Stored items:
┄┄┄┄┄┄┄┄┄┄
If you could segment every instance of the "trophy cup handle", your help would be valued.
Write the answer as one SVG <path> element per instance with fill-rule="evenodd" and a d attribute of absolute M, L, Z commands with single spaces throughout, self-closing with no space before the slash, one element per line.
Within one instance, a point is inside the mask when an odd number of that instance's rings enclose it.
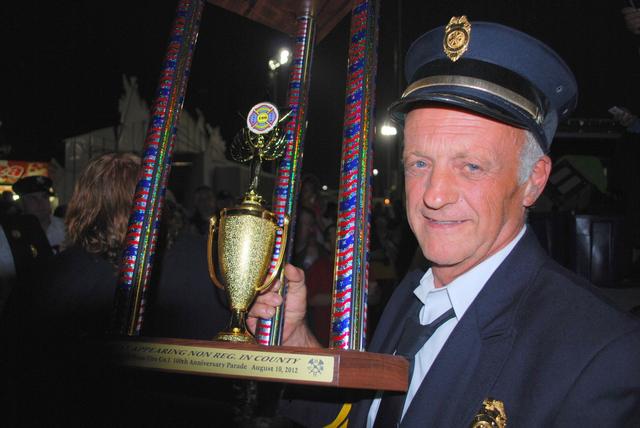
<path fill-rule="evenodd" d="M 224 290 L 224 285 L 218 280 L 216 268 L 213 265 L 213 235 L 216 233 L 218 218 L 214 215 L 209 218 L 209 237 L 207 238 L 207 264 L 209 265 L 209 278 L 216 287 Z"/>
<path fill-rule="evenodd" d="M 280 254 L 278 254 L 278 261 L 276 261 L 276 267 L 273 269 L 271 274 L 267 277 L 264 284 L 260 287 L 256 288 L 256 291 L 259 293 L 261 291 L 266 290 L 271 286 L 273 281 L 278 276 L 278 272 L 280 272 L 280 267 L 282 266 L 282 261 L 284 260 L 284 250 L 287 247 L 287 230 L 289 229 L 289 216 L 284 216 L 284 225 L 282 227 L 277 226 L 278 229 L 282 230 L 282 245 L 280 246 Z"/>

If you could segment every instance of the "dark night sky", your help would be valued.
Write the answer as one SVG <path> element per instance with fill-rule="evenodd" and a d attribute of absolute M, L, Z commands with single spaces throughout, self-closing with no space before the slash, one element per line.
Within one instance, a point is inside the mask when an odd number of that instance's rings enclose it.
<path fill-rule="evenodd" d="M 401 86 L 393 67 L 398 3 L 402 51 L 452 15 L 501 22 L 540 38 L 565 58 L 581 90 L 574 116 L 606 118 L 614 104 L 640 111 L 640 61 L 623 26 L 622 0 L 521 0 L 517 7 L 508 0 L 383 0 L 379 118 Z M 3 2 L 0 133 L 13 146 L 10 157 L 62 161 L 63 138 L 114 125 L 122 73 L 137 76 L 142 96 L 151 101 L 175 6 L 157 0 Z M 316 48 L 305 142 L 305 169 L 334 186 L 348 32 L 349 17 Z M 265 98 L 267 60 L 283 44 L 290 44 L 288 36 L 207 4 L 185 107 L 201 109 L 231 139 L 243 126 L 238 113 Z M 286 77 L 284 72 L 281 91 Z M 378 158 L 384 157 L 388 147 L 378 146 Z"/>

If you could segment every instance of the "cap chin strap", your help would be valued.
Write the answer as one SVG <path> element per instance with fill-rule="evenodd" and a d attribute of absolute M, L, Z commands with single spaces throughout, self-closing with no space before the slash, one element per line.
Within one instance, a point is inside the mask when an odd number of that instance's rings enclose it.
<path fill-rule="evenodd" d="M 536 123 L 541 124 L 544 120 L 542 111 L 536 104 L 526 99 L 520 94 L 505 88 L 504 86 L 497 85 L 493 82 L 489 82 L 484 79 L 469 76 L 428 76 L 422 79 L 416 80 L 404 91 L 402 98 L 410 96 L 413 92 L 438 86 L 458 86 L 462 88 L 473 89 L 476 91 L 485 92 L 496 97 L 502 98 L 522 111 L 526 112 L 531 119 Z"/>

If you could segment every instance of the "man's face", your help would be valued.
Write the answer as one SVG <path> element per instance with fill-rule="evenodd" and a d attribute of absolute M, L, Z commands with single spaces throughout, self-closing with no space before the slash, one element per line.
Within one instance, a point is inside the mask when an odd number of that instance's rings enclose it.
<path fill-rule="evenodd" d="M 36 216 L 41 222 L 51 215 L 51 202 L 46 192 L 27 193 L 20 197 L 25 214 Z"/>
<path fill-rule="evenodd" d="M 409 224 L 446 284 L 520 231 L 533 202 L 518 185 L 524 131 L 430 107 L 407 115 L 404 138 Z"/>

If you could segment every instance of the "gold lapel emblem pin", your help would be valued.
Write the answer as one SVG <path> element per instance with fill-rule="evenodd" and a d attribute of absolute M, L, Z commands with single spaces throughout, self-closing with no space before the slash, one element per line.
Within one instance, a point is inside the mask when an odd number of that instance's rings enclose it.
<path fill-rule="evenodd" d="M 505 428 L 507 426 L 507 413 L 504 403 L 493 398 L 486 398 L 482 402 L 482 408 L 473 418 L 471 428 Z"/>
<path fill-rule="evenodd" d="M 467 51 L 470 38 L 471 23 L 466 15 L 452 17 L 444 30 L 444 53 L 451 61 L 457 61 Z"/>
┄┄┄┄┄┄┄┄┄┄
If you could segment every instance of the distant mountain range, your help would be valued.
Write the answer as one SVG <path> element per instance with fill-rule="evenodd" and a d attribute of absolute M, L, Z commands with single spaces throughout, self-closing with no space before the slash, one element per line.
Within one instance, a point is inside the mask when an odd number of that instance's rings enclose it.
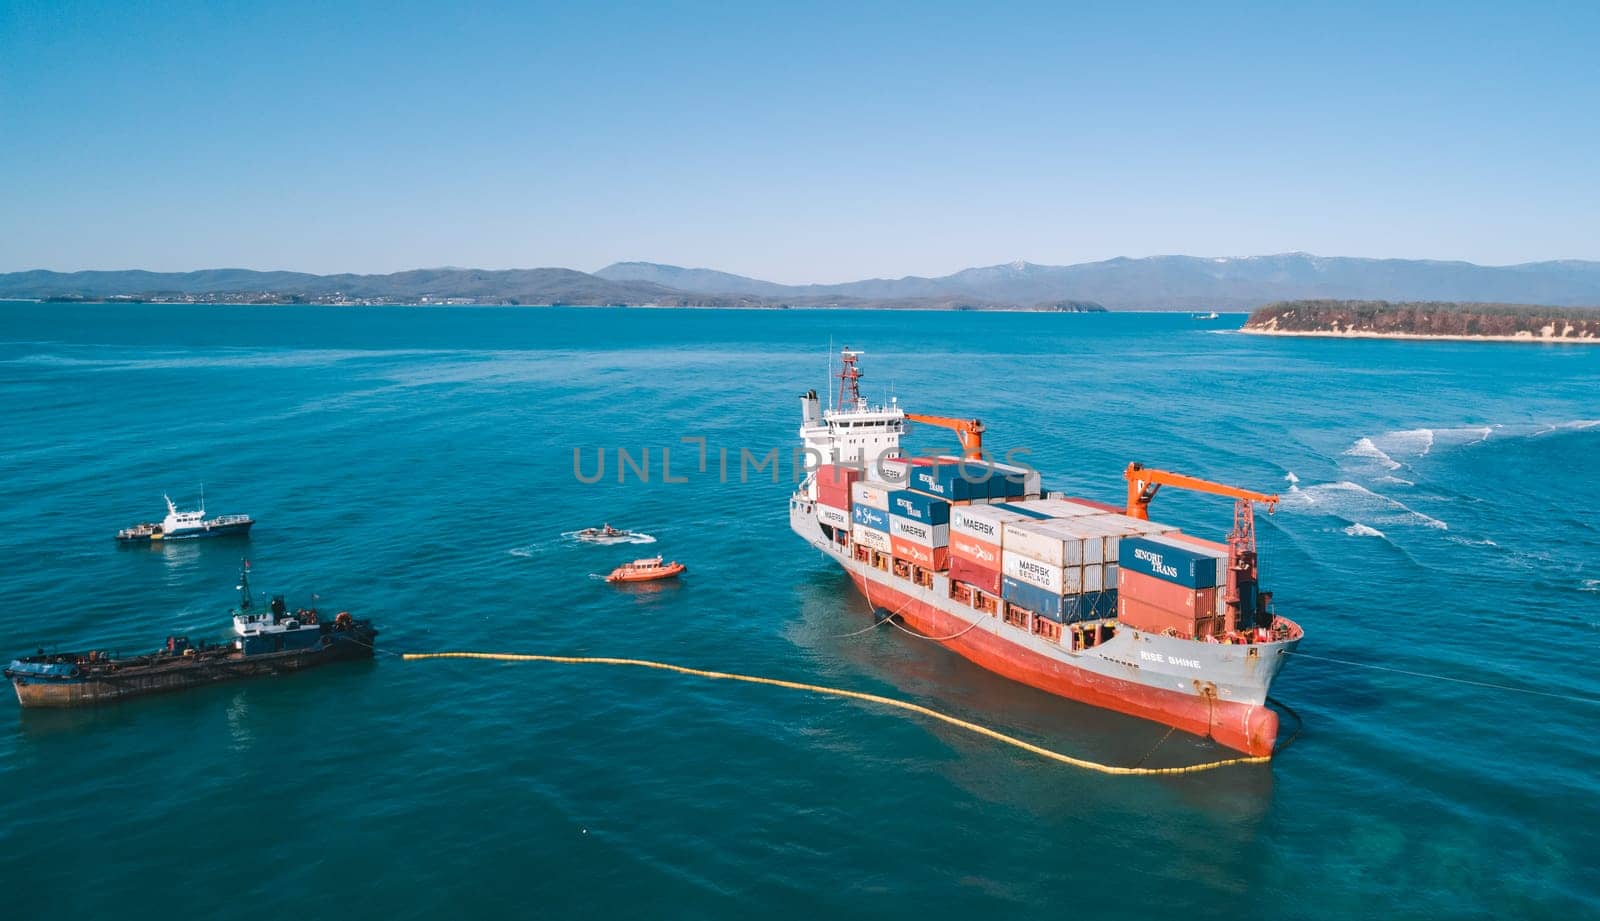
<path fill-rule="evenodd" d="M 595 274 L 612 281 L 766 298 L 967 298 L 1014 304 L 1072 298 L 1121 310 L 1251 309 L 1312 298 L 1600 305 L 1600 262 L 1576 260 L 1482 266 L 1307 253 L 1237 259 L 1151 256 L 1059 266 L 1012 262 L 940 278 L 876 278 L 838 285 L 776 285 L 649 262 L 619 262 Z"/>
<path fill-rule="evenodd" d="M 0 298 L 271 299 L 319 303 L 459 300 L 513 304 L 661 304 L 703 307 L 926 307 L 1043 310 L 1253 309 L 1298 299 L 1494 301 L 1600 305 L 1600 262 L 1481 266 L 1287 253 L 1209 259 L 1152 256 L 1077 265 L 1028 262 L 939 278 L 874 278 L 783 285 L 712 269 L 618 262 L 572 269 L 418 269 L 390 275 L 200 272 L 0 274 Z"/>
┄┄┄┄┄┄┄┄┄┄
[WHAT IS NEEDED] Every line above in which the word "could" occurs needs to be copied.

[RESPONSE TO THIS EXERCISE]
If you could segment every instance of the "trophy cup handle", your help would be valued.
If you could segment every instance of the "dark night sky", your help would be valued.
If you could segment every instance of the "cap chin strap", your help would be valued.
If you could segment every instance of the "man's face", your help would be valued.
If you could segment every instance of the "gold lapel emblem pin", your help would be valued.
If you could segment every instance of the distant mountain range, your help would be valued.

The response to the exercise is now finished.